▶ _Given task_
Reproduce the records below verbatim, starting at the line that contains "Place one pin on each instance of the wooden" and ending with the final line of the records.

--- start ---

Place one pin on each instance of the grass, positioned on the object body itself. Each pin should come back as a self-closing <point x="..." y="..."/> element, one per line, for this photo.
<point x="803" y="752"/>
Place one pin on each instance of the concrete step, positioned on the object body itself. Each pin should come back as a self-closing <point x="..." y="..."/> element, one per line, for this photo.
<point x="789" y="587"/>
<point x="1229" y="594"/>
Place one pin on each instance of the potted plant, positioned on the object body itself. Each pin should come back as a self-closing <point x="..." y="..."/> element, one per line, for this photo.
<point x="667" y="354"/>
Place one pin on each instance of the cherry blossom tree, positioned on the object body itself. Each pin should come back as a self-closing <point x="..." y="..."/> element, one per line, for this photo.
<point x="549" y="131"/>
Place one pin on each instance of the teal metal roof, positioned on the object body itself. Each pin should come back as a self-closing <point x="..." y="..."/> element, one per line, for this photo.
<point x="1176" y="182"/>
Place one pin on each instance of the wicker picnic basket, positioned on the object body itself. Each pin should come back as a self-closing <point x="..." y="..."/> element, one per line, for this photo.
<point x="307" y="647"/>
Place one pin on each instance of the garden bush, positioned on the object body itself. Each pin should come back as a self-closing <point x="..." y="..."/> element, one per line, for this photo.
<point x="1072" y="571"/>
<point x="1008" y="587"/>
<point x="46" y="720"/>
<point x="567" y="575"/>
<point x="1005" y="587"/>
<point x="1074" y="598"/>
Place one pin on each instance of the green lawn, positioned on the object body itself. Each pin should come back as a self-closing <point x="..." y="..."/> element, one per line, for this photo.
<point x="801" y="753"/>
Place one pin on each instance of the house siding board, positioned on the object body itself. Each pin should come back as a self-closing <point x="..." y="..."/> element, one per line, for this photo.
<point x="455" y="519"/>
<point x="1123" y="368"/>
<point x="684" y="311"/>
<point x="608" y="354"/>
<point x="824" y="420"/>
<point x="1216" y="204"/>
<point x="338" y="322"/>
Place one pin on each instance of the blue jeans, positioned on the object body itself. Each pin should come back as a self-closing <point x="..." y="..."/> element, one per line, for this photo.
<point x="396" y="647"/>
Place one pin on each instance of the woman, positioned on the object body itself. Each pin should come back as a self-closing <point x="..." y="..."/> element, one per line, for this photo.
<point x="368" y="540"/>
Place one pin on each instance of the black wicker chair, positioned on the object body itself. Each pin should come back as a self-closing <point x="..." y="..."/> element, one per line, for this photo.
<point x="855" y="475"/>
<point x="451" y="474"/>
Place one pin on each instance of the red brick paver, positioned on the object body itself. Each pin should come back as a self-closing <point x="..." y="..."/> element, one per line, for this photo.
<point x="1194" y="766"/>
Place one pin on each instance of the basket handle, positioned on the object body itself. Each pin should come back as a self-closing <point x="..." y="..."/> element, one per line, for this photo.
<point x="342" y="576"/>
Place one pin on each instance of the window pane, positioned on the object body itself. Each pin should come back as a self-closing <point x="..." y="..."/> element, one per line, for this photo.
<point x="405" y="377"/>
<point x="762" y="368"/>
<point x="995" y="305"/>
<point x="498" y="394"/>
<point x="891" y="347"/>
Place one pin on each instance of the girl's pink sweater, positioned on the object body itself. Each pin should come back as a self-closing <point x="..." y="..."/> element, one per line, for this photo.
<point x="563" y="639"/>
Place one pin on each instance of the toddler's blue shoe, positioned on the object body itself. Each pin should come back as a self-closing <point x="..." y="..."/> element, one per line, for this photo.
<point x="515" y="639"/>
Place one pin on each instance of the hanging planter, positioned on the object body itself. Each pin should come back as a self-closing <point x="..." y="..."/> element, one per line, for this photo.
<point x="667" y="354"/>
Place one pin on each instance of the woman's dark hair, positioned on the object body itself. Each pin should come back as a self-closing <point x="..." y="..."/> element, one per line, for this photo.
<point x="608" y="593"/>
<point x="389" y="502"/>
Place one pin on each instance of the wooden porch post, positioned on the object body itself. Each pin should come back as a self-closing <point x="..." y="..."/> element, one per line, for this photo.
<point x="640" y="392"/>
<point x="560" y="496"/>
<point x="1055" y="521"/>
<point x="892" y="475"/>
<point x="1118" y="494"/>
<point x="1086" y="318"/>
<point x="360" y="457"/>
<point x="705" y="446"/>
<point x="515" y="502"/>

--- end ---

▶ _Complete response_
Place one pin on each instance of the wooden porch post, positioned on the object body itself. Each pin should come back as a self-closing <point x="..." y="..."/> element, one per line, for this photo.
<point x="640" y="392"/>
<point x="560" y="496"/>
<point x="1055" y="521"/>
<point x="892" y="475"/>
<point x="1118" y="494"/>
<point x="1086" y="318"/>
<point x="360" y="457"/>
<point x="705" y="446"/>
<point x="515" y="502"/>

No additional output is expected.